→ Exercise goal
Everything from the line containing "Pin a point on every instance of the blue plastic" through the last line of the records must be returned verbatim, and nothing outside that range.

--

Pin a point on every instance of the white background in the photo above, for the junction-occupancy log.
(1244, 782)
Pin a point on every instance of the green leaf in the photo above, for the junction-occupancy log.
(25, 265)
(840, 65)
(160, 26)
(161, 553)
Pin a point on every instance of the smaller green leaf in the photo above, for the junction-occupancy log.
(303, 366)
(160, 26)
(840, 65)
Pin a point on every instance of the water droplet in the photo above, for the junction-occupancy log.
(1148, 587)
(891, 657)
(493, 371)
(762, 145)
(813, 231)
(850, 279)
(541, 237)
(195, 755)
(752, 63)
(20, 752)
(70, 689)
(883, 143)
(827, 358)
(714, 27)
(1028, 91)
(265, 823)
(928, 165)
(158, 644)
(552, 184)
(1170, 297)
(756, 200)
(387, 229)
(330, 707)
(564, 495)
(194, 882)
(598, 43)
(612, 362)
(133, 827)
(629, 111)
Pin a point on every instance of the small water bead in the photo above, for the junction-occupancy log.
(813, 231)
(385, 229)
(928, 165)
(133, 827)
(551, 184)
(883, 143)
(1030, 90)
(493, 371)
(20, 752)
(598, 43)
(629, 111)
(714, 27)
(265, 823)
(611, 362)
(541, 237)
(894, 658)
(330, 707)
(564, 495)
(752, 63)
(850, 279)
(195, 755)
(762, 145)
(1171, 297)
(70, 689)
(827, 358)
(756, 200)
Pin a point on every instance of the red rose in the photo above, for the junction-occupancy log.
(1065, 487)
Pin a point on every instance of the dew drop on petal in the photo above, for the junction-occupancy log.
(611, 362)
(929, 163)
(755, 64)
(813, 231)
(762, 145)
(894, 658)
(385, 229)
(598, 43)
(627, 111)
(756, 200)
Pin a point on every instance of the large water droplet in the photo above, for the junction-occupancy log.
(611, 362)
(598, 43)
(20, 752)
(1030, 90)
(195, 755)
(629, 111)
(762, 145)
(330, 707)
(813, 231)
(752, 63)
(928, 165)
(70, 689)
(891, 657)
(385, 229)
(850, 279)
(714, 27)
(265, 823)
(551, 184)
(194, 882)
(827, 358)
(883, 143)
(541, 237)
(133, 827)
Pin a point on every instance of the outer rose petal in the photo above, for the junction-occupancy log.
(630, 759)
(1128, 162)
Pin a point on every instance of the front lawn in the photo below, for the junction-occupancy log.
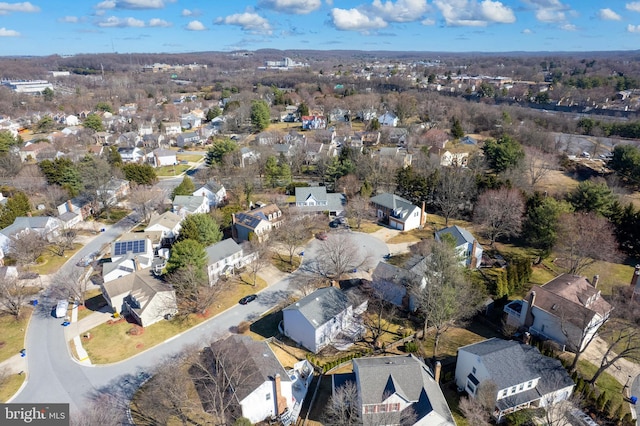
(101, 347)
(13, 332)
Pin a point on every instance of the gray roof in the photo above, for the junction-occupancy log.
(321, 306)
(460, 235)
(259, 363)
(406, 376)
(221, 250)
(188, 202)
(509, 363)
(401, 207)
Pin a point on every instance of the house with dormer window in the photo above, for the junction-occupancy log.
(398, 212)
(519, 374)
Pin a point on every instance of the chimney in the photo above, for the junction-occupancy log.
(474, 259)
(636, 276)
(281, 401)
(436, 372)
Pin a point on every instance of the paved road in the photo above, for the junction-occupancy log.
(54, 377)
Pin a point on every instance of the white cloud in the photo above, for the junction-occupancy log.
(26, 7)
(474, 14)
(248, 21)
(115, 22)
(195, 26)
(296, 7)
(69, 19)
(400, 10)
(355, 20)
(634, 6)
(608, 15)
(106, 4)
(8, 33)
(157, 22)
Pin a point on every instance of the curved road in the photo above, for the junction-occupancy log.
(53, 376)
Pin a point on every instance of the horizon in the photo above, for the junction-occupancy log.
(56, 27)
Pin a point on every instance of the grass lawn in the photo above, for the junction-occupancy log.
(102, 350)
(10, 386)
(50, 262)
(172, 170)
(13, 332)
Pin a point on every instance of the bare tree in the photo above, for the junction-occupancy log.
(13, 295)
(500, 213)
(455, 188)
(583, 239)
(359, 209)
(72, 284)
(144, 199)
(27, 247)
(192, 288)
(443, 294)
(538, 164)
(338, 255)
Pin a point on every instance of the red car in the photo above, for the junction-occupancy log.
(322, 236)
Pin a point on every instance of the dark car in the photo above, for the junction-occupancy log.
(248, 299)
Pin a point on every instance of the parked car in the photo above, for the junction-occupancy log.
(248, 299)
(322, 236)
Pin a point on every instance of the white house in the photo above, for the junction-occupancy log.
(142, 296)
(168, 223)
(316, 320)
(389, 385)
(224, 257)
(519, 374)
(398, 212)
(185, 205)
(214, 192)
(467, 246)
(568, 309)
(263, 388)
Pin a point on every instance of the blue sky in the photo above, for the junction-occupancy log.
(43, 27)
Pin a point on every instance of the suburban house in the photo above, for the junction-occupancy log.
(259, 222)
(224, 257)
(168, 223)
(143, 296)
(214, 192)
(185, 205)
(315, 199)
(163, 157)
(519, 374)
(317, 320)
(568, 310)
(465, 243)
(389, 385)
(46, 227)
(262, 388)
(398, 212)
(131, 154)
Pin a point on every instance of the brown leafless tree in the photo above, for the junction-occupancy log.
(338, 255)
(499, 213)
(455, 188)
(144, 199)
(583, 239)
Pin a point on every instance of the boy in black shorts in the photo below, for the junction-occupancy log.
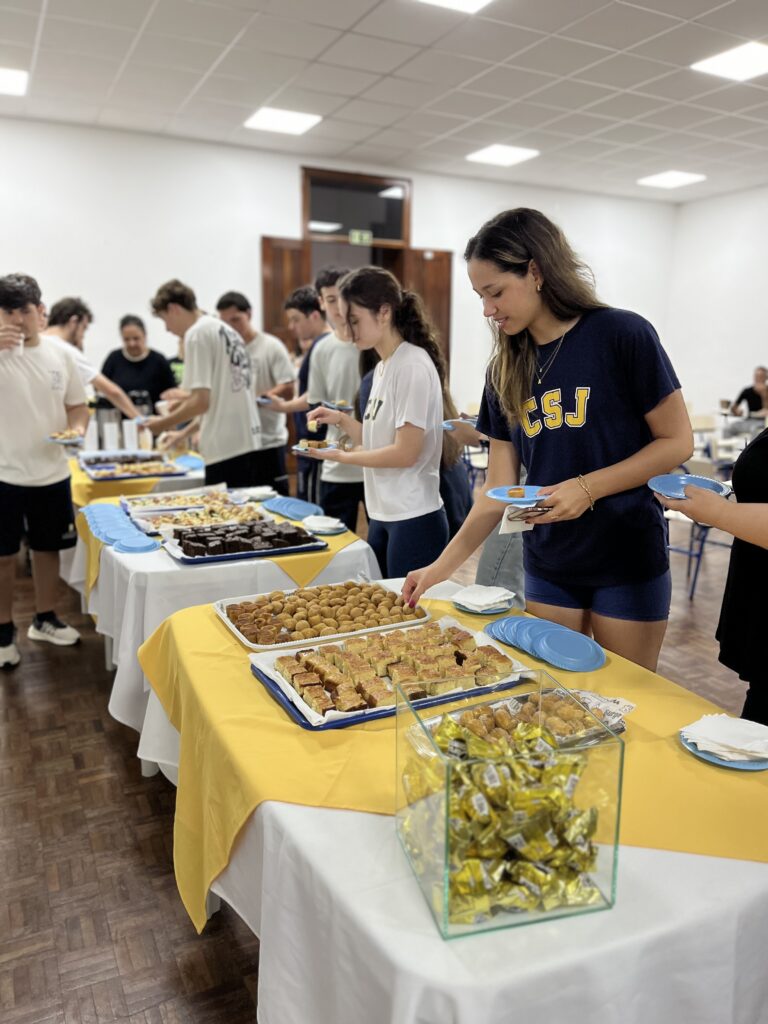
(41, 394)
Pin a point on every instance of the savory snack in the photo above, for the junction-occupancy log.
(363, 672)
(200, 542)
(318, 611)
(214, 513)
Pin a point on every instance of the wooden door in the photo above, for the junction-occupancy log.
(285, 266)
(428, 272)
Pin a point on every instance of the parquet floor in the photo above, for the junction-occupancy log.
(91, 929)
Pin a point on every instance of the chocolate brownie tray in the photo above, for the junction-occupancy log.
(330, 687)
(398, 616)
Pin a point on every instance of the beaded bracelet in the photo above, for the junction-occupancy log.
(586, 488)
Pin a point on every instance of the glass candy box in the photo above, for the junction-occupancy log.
(508, 805)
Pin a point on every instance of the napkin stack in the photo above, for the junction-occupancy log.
(481, 598)
(729, 738)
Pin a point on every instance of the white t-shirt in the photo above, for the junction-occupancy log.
(334, 376)
(215, 358)
(406, 389)
(271, 365)
(36, 387)
(86, 370)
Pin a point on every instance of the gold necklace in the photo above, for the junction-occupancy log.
(543, 371)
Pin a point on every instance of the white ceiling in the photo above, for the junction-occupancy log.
(602, 88)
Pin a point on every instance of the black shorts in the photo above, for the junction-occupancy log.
(45, 514)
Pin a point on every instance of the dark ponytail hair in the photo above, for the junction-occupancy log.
(372, 288)
(131, 321)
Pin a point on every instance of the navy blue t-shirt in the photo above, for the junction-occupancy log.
(587, 414)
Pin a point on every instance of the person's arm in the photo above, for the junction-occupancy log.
(116, 395)
(748, 522)
(344, 421)
(77, 418)
(672, 444)
(504, 471)
(196, 404)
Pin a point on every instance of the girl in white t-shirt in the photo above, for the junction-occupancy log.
(399, 442)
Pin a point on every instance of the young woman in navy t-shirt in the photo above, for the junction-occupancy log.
(587, 399)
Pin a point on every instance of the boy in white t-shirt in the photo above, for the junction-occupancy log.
(217, 377)
(40, 394)
(273, 376)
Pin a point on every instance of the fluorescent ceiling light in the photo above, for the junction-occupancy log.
(324, 225)
(504, 156)
(468, 6)
(13, 82)
(671, 179)
(288, 122)
(740, 64)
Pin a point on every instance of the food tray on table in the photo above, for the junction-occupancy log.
(265, 608)
(339, 685)
(228, 542)
(208, 515)
(292, 508)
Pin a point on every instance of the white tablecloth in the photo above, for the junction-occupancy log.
(134, 593)
(346, 935)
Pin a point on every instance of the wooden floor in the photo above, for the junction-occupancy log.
(91, 929)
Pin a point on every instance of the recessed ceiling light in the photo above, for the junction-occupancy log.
(740, 64)
(288, 122)
(504, 156)
(468, 6)
(329, 226)
(13, 82)
(671, 179)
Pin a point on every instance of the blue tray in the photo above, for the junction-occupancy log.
(292, 508)
(235, 556)
(293, 712)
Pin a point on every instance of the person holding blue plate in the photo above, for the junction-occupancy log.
(584, 396)
(742, 614)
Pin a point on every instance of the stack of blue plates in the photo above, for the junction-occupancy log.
(110, 524)
(557, 644)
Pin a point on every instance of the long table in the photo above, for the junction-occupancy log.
(346, 935)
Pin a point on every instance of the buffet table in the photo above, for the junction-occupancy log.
(131, 594)
(345, 933)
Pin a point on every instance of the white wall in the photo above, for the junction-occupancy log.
(110, 215)
(717, 317)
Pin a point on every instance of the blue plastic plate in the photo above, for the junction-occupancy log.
(568, 649)
(530, 499)
(671, 484)
(292, 508)
(713, 759)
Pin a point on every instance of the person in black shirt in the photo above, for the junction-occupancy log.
(756, 396)
(143, 374)
(741, 627)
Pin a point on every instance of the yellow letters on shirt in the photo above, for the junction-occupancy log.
(552, 413)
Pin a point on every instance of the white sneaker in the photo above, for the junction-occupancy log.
(55, 632)
(9, 656)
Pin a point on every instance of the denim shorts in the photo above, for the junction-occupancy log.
(643, 602)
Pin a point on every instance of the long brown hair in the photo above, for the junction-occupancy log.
(372, 288)
(510, 242)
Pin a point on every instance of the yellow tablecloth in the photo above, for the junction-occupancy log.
(301, 568)
(240, 749)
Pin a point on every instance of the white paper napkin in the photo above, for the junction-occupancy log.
(478, 598)
(730, 738)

--

→ Finished answer
Pin a point on every instance of the blue plastic plate in the photo above, for the junction-occupancy log.
(568, 649)
(530, 499)
(671, 484)
(292, 508)
(713, 759)
Pin a point on every instance of the person in black shirt in the photo above, for the junction-occupancy log.
(756, 396)
(143, 374)
(741, 627)
Pin a point on every instance of the yellow letters on shirt in the photo above, for the junction-occupancy log.
(552, 413)
Pin a point on every instance of the white sneaker in the photo above, for the junction-occupancy log.
(55, 632)
(9, 656)
Pin a point on every instance of the denim shorts in the photo above, for the junction-occupancy log.
(643, 602)
Pin a point on every instance of the long brown hair in the photo above, for the junction-occupancy log.
(372, 288)
(510, 242)
Pin a point on every instance of the yellow tablecloth in the photo above, for the junction-occupancy log.
(301, 568)
(240, 749)
Pin a point on every instance of the white paper napkin in the photo above, for the junction-occupancy log.
(478, 598)
(730, 738)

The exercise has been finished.